■ Directions for this task ■
Only the pictures are to be dropped; the rest of the data below is to be duplicated exactly.

■ Stored data entries ■
┌────────

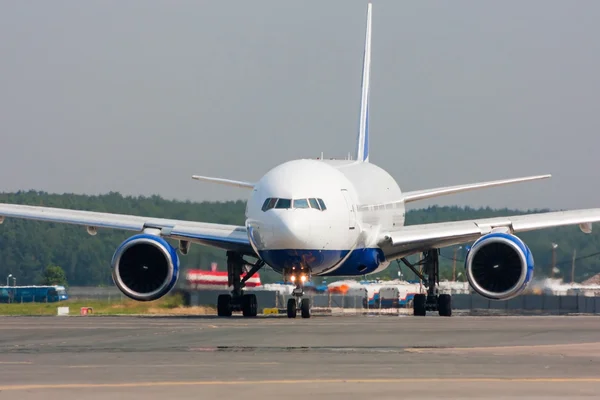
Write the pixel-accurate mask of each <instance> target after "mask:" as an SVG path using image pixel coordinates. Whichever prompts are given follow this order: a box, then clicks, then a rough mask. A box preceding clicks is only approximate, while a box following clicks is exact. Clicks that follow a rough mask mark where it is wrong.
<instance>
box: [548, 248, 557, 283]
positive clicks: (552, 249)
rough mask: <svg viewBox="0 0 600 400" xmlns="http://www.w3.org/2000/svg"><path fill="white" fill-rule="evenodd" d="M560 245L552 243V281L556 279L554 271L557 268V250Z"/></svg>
mask: <svg viewBox="0 0 600 400" xmlns="http://www.w3.org/2000/svg"><path fill="white" fill-rule="evenodd" d="M557 247H558V245H557V244H556V243H552V271H550V279H553V278H554V269H555V268H556V248H557Z"/></svg>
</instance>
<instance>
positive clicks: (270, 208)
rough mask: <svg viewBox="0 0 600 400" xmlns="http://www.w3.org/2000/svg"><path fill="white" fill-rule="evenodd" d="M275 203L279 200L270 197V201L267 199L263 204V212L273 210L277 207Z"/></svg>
mask: <svg viewBox="0 0 600 400" xmlns="http://www.w3.org/2000/svg"><path fill="white" fill-rule="evenodd" d="M275 203H277V199H276V198H272V197H269V198H268V199H266V200H265V202H264V203H263V207H262V210H263V211H267V210H270V209H271V208H273V207H275Z"/></svg>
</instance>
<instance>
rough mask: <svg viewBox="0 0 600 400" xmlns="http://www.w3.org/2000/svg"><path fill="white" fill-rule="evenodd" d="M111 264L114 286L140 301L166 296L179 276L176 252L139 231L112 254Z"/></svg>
mask: <svg viewBox="0 0 600 400" xmlns="http://www.w3.org/2000/svg"><path fill="white" fill-rule="evenodd" d="M111 264H112V277H113V281H114V282H115V285H116V286H117V287H118V288H119V290H121V292H123V294H124V295H126V296H127V297H129V298H131V299H134V300H138V301H151V300H156V299H159V298H161V297H163V296H164V295H166V294H167V293H169V291H170V290H171V289H172V288H173V286H175V283H176V282H177V278H178V277H179V257H178V255H177V251H176V250H175V249H174V248H173V247H172V246H171V245H170V244H169V243H168V242H167V241H166V240H165V239H163V238H162V237H160V236H155V235H148V234H139V235H135V236H132V237H131V238H129V239H127V240H126V241H124V242H123V243H122V244H121V246H119V248H118V249H117V251H116V252H115V254H114V255H113V259H112V263H111Z"/></svg>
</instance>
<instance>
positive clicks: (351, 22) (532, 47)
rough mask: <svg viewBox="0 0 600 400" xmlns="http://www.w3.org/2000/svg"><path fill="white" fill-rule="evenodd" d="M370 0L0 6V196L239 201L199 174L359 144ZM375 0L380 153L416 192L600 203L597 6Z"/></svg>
mask: <svg viewBox="0 0 600 400" xmlns="http://www.w3.org/2000/svg"><path fill="white" fill-rule="evenodd" d="M366 3H367V2H366V1H365V0H360V1H359V0H351V1H349V0H339V1H329V0H328V1H304V0H303V1H296V2H292V1H281V0H273V1H258V0H257V1H252V2H249V1H166V0H164V1H153V0H152V1H151V0H144V1H141V0H140V1H133V0H130V1H121V0H119V1H95V2H93V1H86V2H79V1H68V2H67V1H58V0H55V1H52V2H44V1H37V2H25V1H4V2H1V3H0V135H1V136H0V137H1V142H0V143H1V149H2V153H1V157H0V191H14V190H19V189H25V190H27V189H36V190H45V191H50V192H58V193H63V192H75V193H90V194H91V193H105V192H108V191H111V190H112V191H120V192H122V193H124V194H146V195H149V194H154V193H157V194H160V195H162V196H164V197H167V198H177V199H191V200H224V199H237V198H244V197H245V196H246V195H247V194H248V192H247V191H245V190H243V189H233V188H225V187H222V186H218V185H214V184H209V183H200V182H197V181H193V180H191V178H190V176H191V175H192V174H203V175H213V176H219V177H228V178H233V179H242V180H252V181H253V180H258V179H259V178H260V177H261V175H263V174H264V173H265V172H267V171H268V170H269V169H270V168H272V167H274V166H275V165H277V164H278V163H280V162H283V161H285V160H288V159H293V158H307V157H308V158H310V157H316V156H318V155H319V154H320V152H321V151H323V152H324V153H325V155H326V156H340V157H343V156H345V155H346V154H347V152H348V151H353V150H354V146H355V137H356V132H357V127H358V107H359V97H360V87H359V86H360V72H361V63H362V49H363V41H364V34H365V15H366ZM373 3H374V6H373V52H372V75H371V85H372V90H371V109H370V117H371V123H370V132H371V146H370V148H371V157H370V159H371V162H373V163H376V164H378V165H380V166H381V167H383V168H385V169H387V170H388V171H389V172H390V173H391V174H392V175H393V176H394V177H395V178H396V179H397V181H398V182H399V184H400V186H401V188H402V189H403V190H416V189H424V188H428V187H436V186H443V185H453V184H459V183H468V182H477V181H482V180H490V179H500V178H508V177H517V176H525V175H531V174H540V173H552V174H553V178H552V179H550V180H548V181H543V182H538V183H531V184H520V185H515V186H512V187H506V188H500V189H489V190H484V191H480V192H470V193H466V194H462V195H457V196H449V197H445V198H441V199H440V200H439V201H437V202H438V203H440V204H468V205H475V206H478V205H488V204H489V205H491V206H494V207H502V206H508V207H518V208H538V207H539V208H543V207H550V208H579V207H600V184H599V183H600V168H599V167H598V162H597V158H598V157H599V156H598V148H599V147H600V72H599V71H600V53H599V51H600V42H599V41H598V37H600V25H598V18H599V17H600V2H598V1H594V0H589V1H583V0H580V1H576V2H575V1H549V0H539V1H533V0H529V1H502V2H499V1H498V2H482V1H452V2H441V1H437V2H436V1H399V0H387V1H384V0H376V1H374V2H373ZM427 204H430V203H422V205H427ZM420 205H421V204H420Z"/></svg>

└────────

■ Task solution ■
Write the pixel-accurate mask of each <instance> target after "mask:" as an SVG path using image pixel coordinates. Whichever prompts are given follow this order: a box, then clicks, then a rough mask. A box preceding clicks is only approximate, while a box following clicks is exact. Clicks that follow a rough mask mark where it is wrong.
<instance>
box: [548, 248, 557, 283]
positive clicks: (552, 249)
rough mask: <svg viewBox="0 0 600 400" xmlns="http://www.w3.org/2000/svg"><path fill="white" fill-rule="evenodd" d="M560 245L552 243V281L556 279L554 271L557 268V250Z"/></svg>
mask: <svg viewBox="0 0 600 400" xmlns="http://www.w3.org/2000/svg"><path fill="white" fill-rule="evenodd" d="M557 247H558V245H557V244H556V243H552V271H550V279H553V278H554V269H555V268H556V248H557Z"/></svg>
</instance>
<instance>
positive clicks: (270, 208)
rough mask: <svg viewBox="0 0 600 400" xmlns="http://www.w3.org/2000/svg"><path fill="white" fill-rule="evenodd" d="M275 203L279 200L270 197V201L267 199L263 204V212L273 210L277 207Z"/></svg>
mask: <svg viewBox="0 0 600 400" xmlns="http://www.w3.org/2000/svg"><path fill="white" fill-rule="evenodd" d="M275 203H277V199H276V198H272V197H269V198H268V199H266V200H265V202H264V203H263V207H262V210H263V211H267V210H270V209H271V208H273V207H275Z"/></svg>
</instance>
<instance>
rough mask: <svg viewBox="0 0 600 400" xmlns="http://www.w3.org/2000/svg"><path fill="white" fill-rule="evenodd" d="M111 264L114 286L140 301L166 296L179 276L176 252L139 231L112 254Z"/></svg>
mask: <svg viewBox="0 0 600 400" xmlns="http://www.w3.org/2000/svg"><path fill="white" fill-rule="evenodd" d="M111 264H112V277H113V281H114V282H115V285H116V286H117V287H118V288H119V290H121V292H123V294H124V295H126V296H127V297H129V298H131V299H134V300H138V301H151V300H156V299H159V298H161V297H163V296H164V295H166V294H167V293H169V291H170V290H171V289H172V288H173V286H175V283H176V282H177V278H178V277H179V257H178V255H177V251H176V250H175V249H174V248H173V247H172V246H171V245H170V244H169V243H168V242H167V241H166V240H165V239H163V238H162V237H160V236H155V235H148V234H139V235H135V236H132V237H131V238H129V239H127V240H126V241H124V242H123V243H122V244H121V246H119V248H118V249H117V251H116V252H115V254H114V255H113V259H112V263H111Z"/></svg>
</instance>
<instance>
positive clicks: (351, 22) (532, 47)
rough mask: <svg viewBox="0 0 600 400" xmlns="http://www.w3.org/2000/svg"><path fill="white" fill-rule="evenodd" d="M370 0L0 6V196L239 201L199 174L359 144ZM375 0L380 153L416 192L600 203L597 6Z"/></svg>
mask: <svg viewBox="0 0 600 400" xmlns="http://www.w3.org/2000/svg"><path fill="white" fill-rule="evenodd" d="M366 3H367V2H366V1H365V0H360V1H359V0H351V1H349V0H339V1H329V0H328V1H304V0H303V1H296V2H292V1H281V0H273V1H258V0H257V1H252V2H249V1H166V0H164V1H153V0H152V1H151V0H144V1H141V0H140V1H133V0H130V1H121V0H119V1H95V2H93V1H86V2H79V1H68V2H67V1H58V0H55V1H52V2H44V1H37V2H25V1H4V2H1V3H0V135H1V136H0V137H1V142H0V143H1V149H2V153H1V157H0V191H14V190H19V189H25V190H27V189H36V190H45V191H50V192H58V193H63V192H75V193H90V194H91V193H105V192H108V191H111V190H112V191H120V192H122V193H124V194H146V195H149V194H154V193H157V194H160V195H162V196H164V197H167V198H177V199H191V200H224V199H237V198H244V197H245V196H246V195H247V194H248V192H247V191H245V190H243V189H233V188H225V187H222V186H218V185H214V184H209V183H200V182H197V181H193V180H191V178H190V176H191V175H192V174H203V175H213V176H219V177H228V178H233V179H242V180H252V181H253V180H258V179H259V178H260V177H261V175H263V174H264V173H265V172H267V171H268V170H269V169H270V168H272V167H274V166H275V165H277V164H278V163H280V162H283V161H285V160H288V159H293V158H307V157H308V158H310V157H316V156H318V155H319V154H320V152H321V151H323V152H324V153H325V155H326V156H340V157H343V156H345V155H346V154H347V152H348V151H353V150H354V146H355V137H356V132H357V127H358V107H359V97H360V87H359V86H360V72H361V63H362V49H363V41H364V34H365V15H366ZM373 3H374V6H373V52H372V75H371V85H372V90H371V109H370V117H371V123H370V132H371V146H370V148H371V157H370V159H371V162H373V163H376V164H378V165H380V166H381V167H383V168H385V169H387V170H388V171H389V172H390V173H391V174H392V175H393V176H394V177H395V178H396V179H397V181H398V182H399V184H400V186H401V188H402V189H403V190H416V189H424V188H428V187H436V186H443V185H453V184H459V183H468V182H477V181H482V180H490V179H500V178H508V177H517V176H525V175H531V174H540V173H552V174H553V178H552V179H550V180H548V181H543V182H538V183H531V184H520V185H515V186H512V187H506V188H500V189H489V190H484V191H480V192H470V193H466V194H462V195H457V196H449V197H445V198H441V199H440V200H439V201H437V202H438V203H440V204H468V205H475V206H478V205H488V204H489V205H491V206H494V207H502V206H508V207H518V208H538V207H539V208H543V207H550V208H579V207H600V184H599V183H600V168H599V167H598V162H597V158H598V157H599V156H598V148H599V147H600V72H599V71H600V53H599V51H600V42H599V41H598V37H600V25H598V18H599V17H600V2H598V1H594V0H589V1H583V0H580V1H576V2H575V1H549V0H539V1H533V0H529V1H502V2H499V1H498V2H482V1H452V2H441V1H437V2H436V1H399V0H387V1H384V0H376V1H374V2H373ZM427 204H430V203H422V205H427ZM420 205H421V204H420Z"/></svg>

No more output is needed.